Rename "bar stool" to "kitchen stool" in the records starting at the line that contains "detecting the bar" and ending at the line that contains "322, 176, 344, 220". Write out only those lines again, with everything else left as it is.

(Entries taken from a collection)
<<<<

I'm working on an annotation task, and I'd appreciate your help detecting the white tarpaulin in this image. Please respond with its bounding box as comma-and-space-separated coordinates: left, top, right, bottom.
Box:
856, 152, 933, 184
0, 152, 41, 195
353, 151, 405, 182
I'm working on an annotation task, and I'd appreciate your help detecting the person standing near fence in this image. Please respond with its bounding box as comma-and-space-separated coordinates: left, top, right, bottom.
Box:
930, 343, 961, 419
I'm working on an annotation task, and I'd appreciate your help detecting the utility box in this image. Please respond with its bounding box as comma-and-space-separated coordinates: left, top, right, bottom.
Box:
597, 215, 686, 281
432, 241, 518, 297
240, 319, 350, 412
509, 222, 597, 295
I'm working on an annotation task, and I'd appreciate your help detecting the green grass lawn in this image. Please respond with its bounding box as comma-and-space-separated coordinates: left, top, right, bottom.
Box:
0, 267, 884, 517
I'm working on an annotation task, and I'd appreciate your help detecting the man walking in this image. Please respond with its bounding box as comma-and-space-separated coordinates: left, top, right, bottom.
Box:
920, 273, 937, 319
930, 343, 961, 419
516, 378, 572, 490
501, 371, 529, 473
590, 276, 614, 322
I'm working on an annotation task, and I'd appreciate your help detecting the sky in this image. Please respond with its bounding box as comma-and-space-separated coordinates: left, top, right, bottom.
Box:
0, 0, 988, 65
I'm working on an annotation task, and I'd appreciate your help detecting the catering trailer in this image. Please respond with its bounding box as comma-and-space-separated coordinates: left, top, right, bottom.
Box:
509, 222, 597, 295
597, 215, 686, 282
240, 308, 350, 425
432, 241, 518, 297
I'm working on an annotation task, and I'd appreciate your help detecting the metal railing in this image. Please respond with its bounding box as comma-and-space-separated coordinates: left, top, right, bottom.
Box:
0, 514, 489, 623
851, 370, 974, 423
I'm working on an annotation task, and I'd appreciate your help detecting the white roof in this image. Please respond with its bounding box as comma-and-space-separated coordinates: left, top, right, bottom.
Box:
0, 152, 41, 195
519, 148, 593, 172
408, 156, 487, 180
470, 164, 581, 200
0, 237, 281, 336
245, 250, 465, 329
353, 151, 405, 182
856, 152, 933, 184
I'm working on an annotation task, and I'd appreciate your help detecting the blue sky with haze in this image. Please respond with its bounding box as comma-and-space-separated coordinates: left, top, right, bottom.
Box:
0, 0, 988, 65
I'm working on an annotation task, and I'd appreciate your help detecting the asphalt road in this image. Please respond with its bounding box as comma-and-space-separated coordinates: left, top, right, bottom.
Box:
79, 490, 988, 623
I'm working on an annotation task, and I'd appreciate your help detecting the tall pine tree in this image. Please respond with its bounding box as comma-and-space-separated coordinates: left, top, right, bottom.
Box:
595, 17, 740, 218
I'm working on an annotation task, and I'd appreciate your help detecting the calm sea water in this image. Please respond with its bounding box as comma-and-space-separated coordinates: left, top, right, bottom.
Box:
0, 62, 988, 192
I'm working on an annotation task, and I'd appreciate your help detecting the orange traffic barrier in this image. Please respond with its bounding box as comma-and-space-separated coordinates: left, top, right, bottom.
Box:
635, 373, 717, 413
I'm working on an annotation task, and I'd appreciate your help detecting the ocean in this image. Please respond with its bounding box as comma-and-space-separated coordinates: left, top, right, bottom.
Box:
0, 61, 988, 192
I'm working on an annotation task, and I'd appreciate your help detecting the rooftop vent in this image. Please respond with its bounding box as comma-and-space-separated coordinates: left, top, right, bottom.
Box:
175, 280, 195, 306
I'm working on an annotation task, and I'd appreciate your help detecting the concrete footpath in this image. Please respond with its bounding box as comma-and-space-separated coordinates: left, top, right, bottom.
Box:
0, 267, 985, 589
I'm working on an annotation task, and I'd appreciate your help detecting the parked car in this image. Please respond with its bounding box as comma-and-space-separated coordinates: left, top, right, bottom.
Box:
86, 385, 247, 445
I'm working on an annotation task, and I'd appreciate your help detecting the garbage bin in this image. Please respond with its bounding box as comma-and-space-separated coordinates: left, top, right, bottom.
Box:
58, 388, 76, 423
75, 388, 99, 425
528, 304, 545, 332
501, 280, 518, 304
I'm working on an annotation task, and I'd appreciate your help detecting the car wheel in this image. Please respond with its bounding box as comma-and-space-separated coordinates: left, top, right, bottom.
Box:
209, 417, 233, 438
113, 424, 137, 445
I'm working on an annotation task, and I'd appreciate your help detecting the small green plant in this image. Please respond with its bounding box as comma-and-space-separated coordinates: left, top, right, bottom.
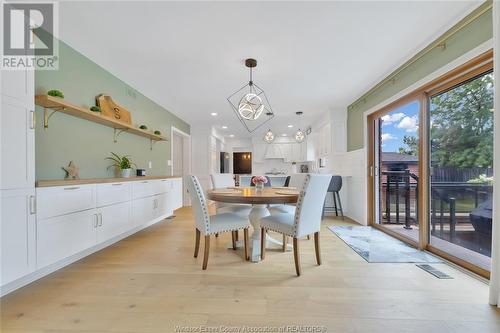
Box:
47, 89, 64, 98
106, 152, 137, 170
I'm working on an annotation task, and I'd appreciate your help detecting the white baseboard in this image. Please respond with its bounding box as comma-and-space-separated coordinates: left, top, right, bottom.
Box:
0, 211, 173, 297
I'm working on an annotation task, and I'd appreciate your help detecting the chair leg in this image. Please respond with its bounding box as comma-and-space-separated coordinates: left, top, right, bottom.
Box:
231, 231, 236, 250
203, 235, 210, 270
332, 192, 339, 216
194, 229, 201, 258
243, 228, 250, 261
260, 227, 266, 260
293, 237, 302, 276
314, 231, 321, 265
337, 192, 344, 220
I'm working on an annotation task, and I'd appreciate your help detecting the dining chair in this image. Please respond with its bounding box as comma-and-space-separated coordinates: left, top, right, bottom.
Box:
323, 176, 344, 220
260, 174, 332, 276
184, 176, 250, 270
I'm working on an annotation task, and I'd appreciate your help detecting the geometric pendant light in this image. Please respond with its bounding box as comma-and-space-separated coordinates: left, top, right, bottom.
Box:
227, 59, 274, 133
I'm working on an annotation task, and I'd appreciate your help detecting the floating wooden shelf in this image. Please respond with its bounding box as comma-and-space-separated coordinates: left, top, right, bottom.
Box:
35, 95, 168, 147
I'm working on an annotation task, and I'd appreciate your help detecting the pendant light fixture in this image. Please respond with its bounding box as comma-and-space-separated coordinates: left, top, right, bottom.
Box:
294, 111, 306, 143
264, 129, 274, 143
227, 59, 274, 132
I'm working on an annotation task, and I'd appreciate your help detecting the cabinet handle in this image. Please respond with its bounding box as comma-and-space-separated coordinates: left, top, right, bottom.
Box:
29, 195, 36, 215
30, 110, 36, 129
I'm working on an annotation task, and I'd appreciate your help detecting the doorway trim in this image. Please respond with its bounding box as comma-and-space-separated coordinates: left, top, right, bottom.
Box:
170, 125, 192, 206
364, 48, 493, 278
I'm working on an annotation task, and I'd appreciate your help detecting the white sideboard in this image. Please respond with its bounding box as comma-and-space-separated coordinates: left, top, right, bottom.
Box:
1, 177, 182, 295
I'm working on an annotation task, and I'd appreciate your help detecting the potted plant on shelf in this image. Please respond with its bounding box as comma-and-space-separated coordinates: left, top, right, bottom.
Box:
252, 176, 267, 191
106, 152, 136, 178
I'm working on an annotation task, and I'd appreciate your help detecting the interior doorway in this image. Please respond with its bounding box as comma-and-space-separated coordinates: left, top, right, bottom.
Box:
170, 126, 191, 206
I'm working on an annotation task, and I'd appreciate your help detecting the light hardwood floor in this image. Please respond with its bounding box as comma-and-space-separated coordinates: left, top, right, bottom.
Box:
1, 208, 500, 333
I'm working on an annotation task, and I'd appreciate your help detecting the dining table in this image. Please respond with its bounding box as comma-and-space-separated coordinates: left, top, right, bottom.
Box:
207, 186, 300, 262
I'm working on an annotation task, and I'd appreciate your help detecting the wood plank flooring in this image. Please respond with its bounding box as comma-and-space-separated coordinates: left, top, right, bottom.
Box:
1, 208, 500, 333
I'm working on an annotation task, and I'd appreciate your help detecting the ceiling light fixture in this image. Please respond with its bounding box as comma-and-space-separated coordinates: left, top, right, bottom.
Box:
295, 111, 306, 143
264, 129, 274, 143
227, 59, 274, 133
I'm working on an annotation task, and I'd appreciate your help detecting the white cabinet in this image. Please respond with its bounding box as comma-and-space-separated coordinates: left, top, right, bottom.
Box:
1, 189, 36, 285
1, 96, 35, 189
96, 202, 133, 243
36, 184, 96, 219
96, 182, 132, 207
37, 209, 98, 268
132, 196, 156, 227
169, 178, 182, 210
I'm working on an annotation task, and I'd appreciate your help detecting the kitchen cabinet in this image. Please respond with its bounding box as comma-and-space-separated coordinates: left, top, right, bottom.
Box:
37, 209, 98, 269
0, 189, 36, 285
96, 198, 133, 243
1, 96, 35, 189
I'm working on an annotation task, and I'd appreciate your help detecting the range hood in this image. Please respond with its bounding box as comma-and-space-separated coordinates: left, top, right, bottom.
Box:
264, 143, 285, 160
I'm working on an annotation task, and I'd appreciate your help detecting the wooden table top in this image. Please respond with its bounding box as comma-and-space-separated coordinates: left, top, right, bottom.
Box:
207, 187, 300, 204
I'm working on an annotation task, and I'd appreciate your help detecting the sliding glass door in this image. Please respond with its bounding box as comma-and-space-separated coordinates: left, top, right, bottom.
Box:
368, 51, 494, 277
429, 72, 493, 270
372, 100, 420, 242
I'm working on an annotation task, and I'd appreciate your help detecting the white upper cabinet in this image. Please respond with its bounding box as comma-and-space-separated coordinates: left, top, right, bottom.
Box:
0, 70, 35, 189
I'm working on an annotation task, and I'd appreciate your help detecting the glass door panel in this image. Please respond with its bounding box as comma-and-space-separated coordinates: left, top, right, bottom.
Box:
374, 101, 420, 242
429, 72, 493, 270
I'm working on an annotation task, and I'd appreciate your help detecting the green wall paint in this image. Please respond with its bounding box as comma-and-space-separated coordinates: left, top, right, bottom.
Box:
347, 9, 493, 151
35, 42, 190, 179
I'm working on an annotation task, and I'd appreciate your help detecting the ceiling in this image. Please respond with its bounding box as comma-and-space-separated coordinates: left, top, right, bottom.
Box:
59, 1, 480, 137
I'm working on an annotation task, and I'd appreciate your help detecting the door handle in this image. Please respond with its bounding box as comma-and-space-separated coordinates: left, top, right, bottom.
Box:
29, 195, 36, 215
30, 110, 36, 129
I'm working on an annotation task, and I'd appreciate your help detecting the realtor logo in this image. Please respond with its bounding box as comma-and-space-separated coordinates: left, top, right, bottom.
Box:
1, 2, 58, 70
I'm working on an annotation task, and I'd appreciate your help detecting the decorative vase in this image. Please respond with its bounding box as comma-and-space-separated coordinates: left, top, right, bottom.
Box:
121, 169, 132, 178
255, 182, 264, 192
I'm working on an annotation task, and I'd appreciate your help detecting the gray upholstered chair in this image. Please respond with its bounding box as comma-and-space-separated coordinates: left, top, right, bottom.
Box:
184, 176, 250, 269
260, 174, 332, 276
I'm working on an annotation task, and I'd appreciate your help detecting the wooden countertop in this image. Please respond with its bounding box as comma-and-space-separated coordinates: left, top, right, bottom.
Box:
35, 176, 181, 187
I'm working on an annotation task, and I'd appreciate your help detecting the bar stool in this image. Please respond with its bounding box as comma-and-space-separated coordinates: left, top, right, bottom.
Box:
322, 176, 344, 220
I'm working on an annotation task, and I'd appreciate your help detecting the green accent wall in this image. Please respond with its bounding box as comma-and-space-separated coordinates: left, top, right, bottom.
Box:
347, 9, 493, 151
35, 42, 190, 180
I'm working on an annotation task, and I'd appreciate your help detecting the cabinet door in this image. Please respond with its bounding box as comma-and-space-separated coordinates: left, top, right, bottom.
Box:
97, 202, 133, 243
171, 178, 182, 210
132, 197, 156, 227
1, 96, 35, 189
37, 209, 97, 268
155, 193, 173, 217
1, 190, 36, 285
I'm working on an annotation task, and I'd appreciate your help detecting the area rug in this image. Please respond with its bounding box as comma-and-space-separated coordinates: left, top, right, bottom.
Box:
329, 226, 442, 263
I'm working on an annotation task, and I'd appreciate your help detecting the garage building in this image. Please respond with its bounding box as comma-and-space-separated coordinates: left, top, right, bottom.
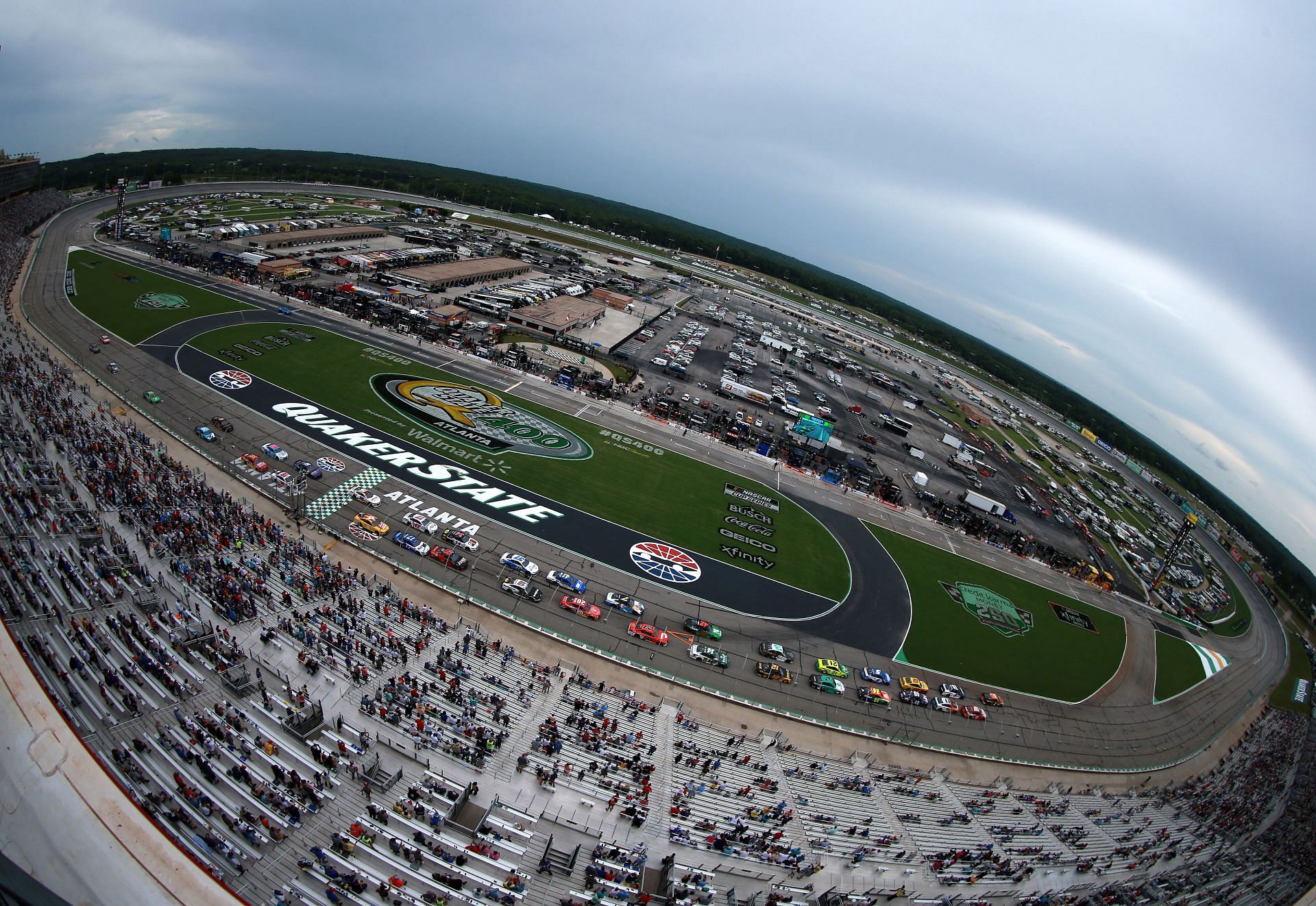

>>>>

SOLVED PROBLEM »
I'm working on an annotation task, and I'd appreciate your help detecting the kitchen stool in this image. Please respond with its bounding box as comma-and-space-separated coordinates: left, top, right, bottom.
Box:
322, 176, 344, 220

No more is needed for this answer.